***** SUPPLIED MATERIAL *****

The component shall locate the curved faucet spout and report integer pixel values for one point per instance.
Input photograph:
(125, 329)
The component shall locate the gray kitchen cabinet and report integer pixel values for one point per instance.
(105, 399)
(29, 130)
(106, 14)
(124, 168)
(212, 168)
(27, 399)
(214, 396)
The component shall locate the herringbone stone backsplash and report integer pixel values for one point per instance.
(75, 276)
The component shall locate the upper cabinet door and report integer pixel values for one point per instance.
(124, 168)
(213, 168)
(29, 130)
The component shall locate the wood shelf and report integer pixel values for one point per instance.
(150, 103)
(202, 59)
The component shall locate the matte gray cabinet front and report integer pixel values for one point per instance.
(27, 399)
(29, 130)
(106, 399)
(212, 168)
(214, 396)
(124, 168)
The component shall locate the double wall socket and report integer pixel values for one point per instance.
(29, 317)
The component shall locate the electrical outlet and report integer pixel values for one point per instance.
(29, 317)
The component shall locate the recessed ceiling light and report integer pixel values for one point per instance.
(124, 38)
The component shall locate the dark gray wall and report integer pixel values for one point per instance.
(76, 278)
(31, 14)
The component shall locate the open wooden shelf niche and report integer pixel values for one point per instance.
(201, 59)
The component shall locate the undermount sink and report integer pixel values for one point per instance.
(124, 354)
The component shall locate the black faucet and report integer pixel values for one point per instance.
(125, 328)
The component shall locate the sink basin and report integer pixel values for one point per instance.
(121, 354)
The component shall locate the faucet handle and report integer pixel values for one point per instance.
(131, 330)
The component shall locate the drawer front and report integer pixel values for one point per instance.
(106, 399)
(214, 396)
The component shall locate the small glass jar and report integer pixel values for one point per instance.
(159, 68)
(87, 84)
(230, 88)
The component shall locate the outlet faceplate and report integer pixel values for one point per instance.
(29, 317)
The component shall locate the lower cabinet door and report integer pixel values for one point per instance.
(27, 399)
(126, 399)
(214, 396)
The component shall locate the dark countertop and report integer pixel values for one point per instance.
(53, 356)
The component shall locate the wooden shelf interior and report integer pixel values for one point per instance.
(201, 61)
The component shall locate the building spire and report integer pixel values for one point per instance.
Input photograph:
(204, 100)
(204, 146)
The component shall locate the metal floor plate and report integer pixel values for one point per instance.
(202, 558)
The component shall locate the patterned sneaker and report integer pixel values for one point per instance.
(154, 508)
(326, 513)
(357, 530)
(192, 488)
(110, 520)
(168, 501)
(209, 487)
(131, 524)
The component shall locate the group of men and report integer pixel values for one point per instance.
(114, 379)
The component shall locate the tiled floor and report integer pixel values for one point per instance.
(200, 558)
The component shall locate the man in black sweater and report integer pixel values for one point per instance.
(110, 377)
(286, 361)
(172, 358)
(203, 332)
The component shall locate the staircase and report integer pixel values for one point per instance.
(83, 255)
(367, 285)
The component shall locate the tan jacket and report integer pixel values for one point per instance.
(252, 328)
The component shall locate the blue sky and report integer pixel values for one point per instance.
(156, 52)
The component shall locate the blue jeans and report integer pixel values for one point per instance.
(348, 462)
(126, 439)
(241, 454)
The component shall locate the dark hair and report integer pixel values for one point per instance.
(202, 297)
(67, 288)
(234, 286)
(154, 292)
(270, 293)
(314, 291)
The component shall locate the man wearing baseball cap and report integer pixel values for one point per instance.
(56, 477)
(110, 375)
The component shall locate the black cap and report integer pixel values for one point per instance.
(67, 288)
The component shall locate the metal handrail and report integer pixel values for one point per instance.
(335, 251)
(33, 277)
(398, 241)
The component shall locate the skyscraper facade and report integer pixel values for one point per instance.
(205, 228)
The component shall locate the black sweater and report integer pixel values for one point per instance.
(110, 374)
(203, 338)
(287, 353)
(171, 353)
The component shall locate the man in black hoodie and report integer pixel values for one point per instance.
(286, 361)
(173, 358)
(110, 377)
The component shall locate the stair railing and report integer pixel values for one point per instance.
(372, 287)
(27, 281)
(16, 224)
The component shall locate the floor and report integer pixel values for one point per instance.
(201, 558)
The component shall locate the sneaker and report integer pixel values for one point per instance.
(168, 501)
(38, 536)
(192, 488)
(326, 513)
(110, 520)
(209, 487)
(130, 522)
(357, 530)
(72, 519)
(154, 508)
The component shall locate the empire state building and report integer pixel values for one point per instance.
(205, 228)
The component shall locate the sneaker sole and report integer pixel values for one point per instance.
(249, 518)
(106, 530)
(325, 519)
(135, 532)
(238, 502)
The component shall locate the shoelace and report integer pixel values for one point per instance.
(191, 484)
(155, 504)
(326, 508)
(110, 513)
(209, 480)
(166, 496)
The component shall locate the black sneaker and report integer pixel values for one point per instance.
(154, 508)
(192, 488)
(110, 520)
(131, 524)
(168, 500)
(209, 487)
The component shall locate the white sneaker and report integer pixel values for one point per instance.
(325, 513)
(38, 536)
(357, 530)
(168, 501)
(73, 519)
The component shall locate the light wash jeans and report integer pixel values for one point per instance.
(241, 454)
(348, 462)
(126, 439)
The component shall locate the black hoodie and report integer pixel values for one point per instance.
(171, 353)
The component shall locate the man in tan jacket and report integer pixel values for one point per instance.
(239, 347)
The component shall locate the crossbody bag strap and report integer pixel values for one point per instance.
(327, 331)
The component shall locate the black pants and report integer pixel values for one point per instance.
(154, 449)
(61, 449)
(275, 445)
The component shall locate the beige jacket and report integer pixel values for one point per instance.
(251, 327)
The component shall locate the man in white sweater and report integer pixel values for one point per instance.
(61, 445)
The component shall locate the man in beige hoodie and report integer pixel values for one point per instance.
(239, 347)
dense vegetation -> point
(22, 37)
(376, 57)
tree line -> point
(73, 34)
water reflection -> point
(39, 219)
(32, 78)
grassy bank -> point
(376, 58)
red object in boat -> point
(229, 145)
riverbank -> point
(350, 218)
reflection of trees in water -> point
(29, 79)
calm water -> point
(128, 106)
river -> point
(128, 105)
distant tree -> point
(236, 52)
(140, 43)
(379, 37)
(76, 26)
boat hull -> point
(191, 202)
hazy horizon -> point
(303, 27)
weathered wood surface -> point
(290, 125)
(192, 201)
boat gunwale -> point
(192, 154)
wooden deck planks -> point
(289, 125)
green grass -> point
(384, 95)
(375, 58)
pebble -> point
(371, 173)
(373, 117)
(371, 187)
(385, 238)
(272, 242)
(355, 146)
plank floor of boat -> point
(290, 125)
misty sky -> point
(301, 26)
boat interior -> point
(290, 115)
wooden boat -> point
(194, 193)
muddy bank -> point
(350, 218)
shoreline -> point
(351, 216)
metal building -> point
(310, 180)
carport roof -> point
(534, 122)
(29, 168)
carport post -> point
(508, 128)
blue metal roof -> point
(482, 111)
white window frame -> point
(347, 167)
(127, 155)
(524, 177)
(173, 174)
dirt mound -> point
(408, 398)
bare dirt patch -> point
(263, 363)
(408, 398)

*****

◆ **DESCRIPTION OF THE TASK**:
Reproduce every line of the listing above word for word, from the first line to the last.

◆ **RESULT OF THIS TASK**:
The component shall locate the curved faucet spout and report integer pixel values for one point per instance.
Input photograph:
(125, 329)
The component shall locate the gray kitchen cabinet and report integer pixel values for one point per instance.
(105, 399)
(29, 130)
(106, 14)
(124, 168)
(212, 168)
(27, 399)
(214, 396)
The component shall locate the herringbone stone backsplash and report integer pixel values for one point per instance.
(75, 276)
The component shall locate the upper cabinet door and report integer pixel values for one point per instance.
(124, 168)
(213, 168)
(29, 130)
The component shall locate the wood shelf and report integer pixel values for one point per instance.
(150, 103)
(202, 59)
The component shall locate the matte gray cabinet front and report integer pixel values for one point per instance.
(27, 399)
(29, 130)
(106, 399)
(212, 168)
(214, 396)
(124, 168)
The component shall locate the double wall socket and report integer pixel values for one point per instance.
(29, 317)
The component shall locate the electrical outlet and report integer pixel values for one point per instance.
(29, 317)
The component shall locate the recessed ceiling light and report integer pixel values for one point per instance.
(124, 38)
The component shall locate the dark gray wall and report integer pixel values for one point per instance.
(76, 278)
(31, 14)
The component shall locate the open wooden shelf niche and report integer pixel values for one point per instance.
(201, 59)
The component shall locate the undermount sink and report integer pixel values for one point per instance.
(124, 354)
The component shall locate the black faucet and report integer pixel values for one point per instance.
(125, 328)
The component shall locate the sink basin and report integer pixel values for one point per instance.
(121, 354)
The component shall locate the faucet handle and report integer pixel values for one point per instance.
(131, 330)
The component shall locate the drawer front and report integer pixel values for one point per instance.
(106, 399)
(214, 396)
The component shall locate the small glass jar and report integer pixel values for one point per instance.
(159, 68)
(87, 84)
(230, 88)
The component shall locate the outlet faceplate and report integer pixel values for one point per instance.
(29, 317)
The component shall locate the lower cabinet door and report integer pixel values for one point per instance.
(27, 399)
(126, 399)
(214, 396)
The component shall locate the dark countertop and report integer pixel values for one point per instance.
(53, 356)
The component shall locate the wooden shelf interior and report integer pixel values for one point per instance.
(201, 61)
The component shall locate the building spire and report integer pixel values for one point per instance.
Input photograph:
(204, 100)
(204, 146)
The component shall locate the metal floor plate and report integer pixel values for one point per instance.
(202, 558)
The component shall locate the patterned sneaker and report integer pixel values for one point per instance.
(154, 508)
(326, 513)
(357, 530)
(192, 488)
(110, 520)
(168, 501)
(209, 487)
(131, 524)
The component shall locate the group of men and report integer pixel values for one point per instance.
(114, 379)
The component shall locate the tiled floor and report integer pixel values for one point per instance.
(200, 558)
The component shall locate the man in black sweater and report integer pixel values for one point per instance.
(110, 377)
(286, 361)
(172, 358)
(203, 332)
The component shall locate the staircase and report integer pixel values for one point per instance.
(83, 255)
(367, 285)
The component shall locate the tan jacket and report integer pixel values for one point per instance.
(252, 328)
The component shall locate the blue sky and report integer pixel values for one point per instance.
(156, 52)
The component shall locate the blue jeans and report integer pixel values for one point per instance.
(348, 462)
(126, 439)
(241, 454)
The component shall locate the dark hair and report integer pixel values for one point per instance.
(202, 297)
(67, 288)
(234, 286)
(154, 292)
(270, 293)
(314, 291)
The component shall locate the man wearing baseball cap and report integer pixel values for one point per instance.
(56, 477)
(110, 375)
The component shall locate the black cap and report integer pixel values for one point per instance.
(67, 288)
The component shall locate the metal handrail and report integer pixel values for one point per instance.
(335, 251)
(33, 277)
(398, 241)
The component shall locate the skyscraper facade and report integer pixel values for one point per instance.
(205, 228)
The component shall locate the black sweater and report integer pixel values for one point per instance.
(110, 374)
(203, 338)
(287, 353)
(171, 353)
The component shall locate the man in black hoodie and report integer pixel values for one point per instance.
(286, 361)
(173, 358)
(110, 377)
The component shall locate the stair railing and report integer pixel values for one point per instance.
(372, 287)
(27, 281)
(16, 224)
The component shall locate the floor and report integer pixel values for one point per instance.
(201, 558)
The component shall locate the sneaker and report integer pixel values for one point per instance.
(168, 501)
(38, 536)
(192, 488)
(326, 513)
(110, 520)
(209, 487)
(130, 522)
(357, 530)
(72, 519)
(154, 508)
The component shall locate the empire state building and report integer pixel values for one point per instance.
(205, 228)
The component shall locate the sneaker sole and report integer pixel values for one point per instance.
(249, 518)
(106, 530)
(325, 519)
(135, 532)
(238, 502)
The component shall locate the shoelace and report integer pixel values for one point per instance.
(191, 484)
(155, 504)
(326, 508)
(110, 513)
(209, 480)
(166, 496)
The component shall locate the black sneaker and report integer pixel values for one point per instance.
(154, 508)
(192, 488)
(110, 520)
(131, 524)
(168, 500)
(209, 487)
The component shall locate the white sneaker and report integer pixel values for one point per instance.
(325, 513)
(38, 536)
(357, 530)
(168, 501)
(73, 519)
The component shall locate the light wash jeans and report integer pixel values for one point per instance.
(241, 454)
(348, 462)
(126, 439)
The component shall locate the black hoodie and report integer pixel values for one point per instance.
(171, 353)
The component shall locate the man in tan jacket and report integer pixel values for one point per instance.
(239, 347)
The component shall locate the crossbody bag strap and report integer pixel values for one point per instance.
(327, 331)
The component shall locate the black pants and report integer pixel values for one point per instance.
(154, 449)
(61, 449)
(275, 445)
The component shall locate the beige jacket and report integer pixel values for one point per instance.
(251, 327)
The component shall locate the man in white sweater and report integer pixel values for one point per instance.
(61, 445)
The component shall locate the man in beige hoodie and report integer pixel values for one point per instance.
(239, 347)
dense vegetation -> point
(22, 37)
(376, 57)
tree line -> point
(73, 34)
water reflection -> point
(39, 219)
(32, 78)
grassy bank -> point
(376, 58)
red object in boat -> point
(229, 145)
riverbank -> point
(350, 218)
reflection of trees in water -> point
(29, 79)
calm water -> point
(128, 106)
river -> point
(128, 105)
distant tree -> point
(236, 52)
(140, 43)
(379, 37)
(76, 26)
boat hull -> point
(191, 202)
hazy horizon -> point
(303, 27)
weathered wood surface -> point
(290, 125)
(192, 201)
boat gunwale -> point
(192, 154)
wooden deck planks -> point
(289, 125)
green grass -> point
(384, 95)
(375, 58)
pebble -> point
(371, 173)
(373, 117)
(371, 187)
(385, 238)
(272, 242)
(355, 146)
plank floor of boat -> point
(290, 125)
misty sky -> point
(301, 26)
boat interior -> point
(290, 115)
wooden boat -> point
(194, 193)
muddy bank -> point
(350, 218)
shoreline -> point
(351, 216)
metal building -> point
(310, 180)
carport roof -> point
(534, 122)
(29, 168)
carport post -> point
(508, 128)
blue metal roof -> point
(482, 111)
white window frame -> point
(347, 167)
(127, 155)
(524, 177)
(173, 174)
dirt mound -> point
(408, 398)
bare dirt patch -> point
(263, 363)
(408, 398)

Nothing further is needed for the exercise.